Check your understanding:
1. List the places or services named in the Housing First excerpt as ones on which communities spent less.
2. Reproduce the Housing First excerpt word for word, starting at "What this means" and continuing up to and including "systems already prioritize.".
3. According to the Housing First excerpt, why should those scaling housing solutions work with law enforcement, jails, hospitals, and other crisis systems?

Selected extract:

I left feeling reenergized by the discussions I heard and took part in. We didn’t debate the merits of Housing First approaches, but instead focused on how to “walk the talk,” ensuring that evidence-based solutions and person-centered approached – like harm reduction and Housing First – are truly the underpinning of our efforts. There are a few key messages from my time at the conference that I want to lift up.

1. Housing First is a system orientation and response, not a program.

You might remember this from an earlier USICH blog, Four Clarifications about Housing First . While it is critical that programs across the country adopt the principles of Housing First, individual programs are not the end-all, be-all of a successful Housing First approach unless they form a system that promotes choice – in the types of programs available, as well as service participation – for everyone. Ending homelessness cannot be done by one program, or program type, alone. It requires a variety of housing and service interventions to work in concert, including emergency shelters and other temporary accommodations, outreach programs, rapid re-housing, affordable housing, and permanent supportive housing, with connections to services like health care, substance use treatment, employment, child care, and other supports people need.

2. Housing First helps other systems save money and achieve their goals.

For more than a decade, dozens of studies have shown that, for people experiencing chronic homelessness and people with the highest needs, the costs of permanent housing are offset entirely or in large part by reductions in the use of other crisis services. In short, those communities spent less on shelters, jails, ambulances, and emergency room visits .

What this means is that we should be working with law enforcement, jails, hospitals, health and behavioral health care programs, as well as other crisis systems in our efforts to scale housing solutions. Although these systems are not solely motivated by the goal of ending homelessness, building partnerships with other systems that can help us advance housing – and a focus on housing stability – offers a platform for health and other social outcomes those systems already prioritize.

Source information:
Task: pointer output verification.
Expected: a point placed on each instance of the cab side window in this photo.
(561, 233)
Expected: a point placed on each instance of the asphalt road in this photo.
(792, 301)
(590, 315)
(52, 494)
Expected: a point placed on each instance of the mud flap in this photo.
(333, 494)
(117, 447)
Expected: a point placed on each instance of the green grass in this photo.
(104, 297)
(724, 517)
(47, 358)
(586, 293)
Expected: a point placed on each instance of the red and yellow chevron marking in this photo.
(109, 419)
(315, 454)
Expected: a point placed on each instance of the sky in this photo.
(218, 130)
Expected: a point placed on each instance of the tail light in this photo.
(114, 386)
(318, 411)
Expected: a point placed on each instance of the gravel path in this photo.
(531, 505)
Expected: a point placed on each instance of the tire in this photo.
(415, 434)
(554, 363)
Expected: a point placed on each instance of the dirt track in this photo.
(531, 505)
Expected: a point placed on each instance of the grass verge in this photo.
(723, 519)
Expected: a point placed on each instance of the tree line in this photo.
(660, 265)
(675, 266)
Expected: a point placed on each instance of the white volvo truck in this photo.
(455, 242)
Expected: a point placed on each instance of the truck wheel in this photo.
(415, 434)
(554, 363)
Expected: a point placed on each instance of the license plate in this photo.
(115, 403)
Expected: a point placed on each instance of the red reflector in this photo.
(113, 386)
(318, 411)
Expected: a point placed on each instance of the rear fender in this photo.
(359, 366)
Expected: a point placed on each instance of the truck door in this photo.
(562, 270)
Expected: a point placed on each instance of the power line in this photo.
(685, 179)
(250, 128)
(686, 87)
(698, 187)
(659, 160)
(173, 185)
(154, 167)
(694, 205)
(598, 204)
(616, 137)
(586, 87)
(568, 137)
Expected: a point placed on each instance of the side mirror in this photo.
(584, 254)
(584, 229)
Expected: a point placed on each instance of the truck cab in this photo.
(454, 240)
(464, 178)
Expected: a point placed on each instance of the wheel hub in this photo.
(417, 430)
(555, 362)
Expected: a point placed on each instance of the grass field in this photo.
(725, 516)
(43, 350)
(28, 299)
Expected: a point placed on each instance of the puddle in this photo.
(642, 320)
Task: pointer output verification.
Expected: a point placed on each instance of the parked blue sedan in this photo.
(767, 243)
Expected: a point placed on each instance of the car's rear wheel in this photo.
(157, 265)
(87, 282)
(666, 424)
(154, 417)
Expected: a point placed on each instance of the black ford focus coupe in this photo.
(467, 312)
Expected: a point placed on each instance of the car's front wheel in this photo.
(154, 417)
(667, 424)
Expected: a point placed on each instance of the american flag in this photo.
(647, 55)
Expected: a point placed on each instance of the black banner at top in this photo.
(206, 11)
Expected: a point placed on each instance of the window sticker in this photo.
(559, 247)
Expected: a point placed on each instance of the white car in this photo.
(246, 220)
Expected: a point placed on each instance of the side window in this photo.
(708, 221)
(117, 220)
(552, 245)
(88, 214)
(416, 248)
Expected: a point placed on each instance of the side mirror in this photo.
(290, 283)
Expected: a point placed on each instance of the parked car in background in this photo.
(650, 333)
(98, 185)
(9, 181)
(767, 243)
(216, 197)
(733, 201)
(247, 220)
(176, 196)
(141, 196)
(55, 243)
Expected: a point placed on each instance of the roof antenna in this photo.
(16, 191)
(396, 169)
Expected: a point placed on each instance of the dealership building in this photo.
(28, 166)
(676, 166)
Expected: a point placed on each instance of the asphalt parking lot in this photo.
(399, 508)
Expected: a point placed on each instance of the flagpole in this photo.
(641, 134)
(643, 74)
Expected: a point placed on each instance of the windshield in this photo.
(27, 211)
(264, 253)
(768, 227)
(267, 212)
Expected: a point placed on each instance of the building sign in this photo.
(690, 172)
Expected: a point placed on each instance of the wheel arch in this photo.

Solutions in order:
1. shelters, jails, ambulances, emergency room visits

2.
What this means is that we should be working with law enforcement, jails, hospitals, health and behavioral health care programs, as well as other crisis systems in our efforts to scale housing solutions. Although these systems are not solely motivated by the goal of ending homelessness, building partnerships with other systems that can help us advance housing – and a focus on housing stability – offers a platform for health and other social outcomes those systems already prioritize.

3. Studies have shown that for people experiencing chronic homelessness and people with the highest needs, the costs of permanent housing are offset entirely or largely by reduced use of crisis services such as shelters, jails, ambulances, and emergency rooms. Partnering with these systems to advance housing and housing stability also offers a platform for the health and other social outcomes those systems already prioritize.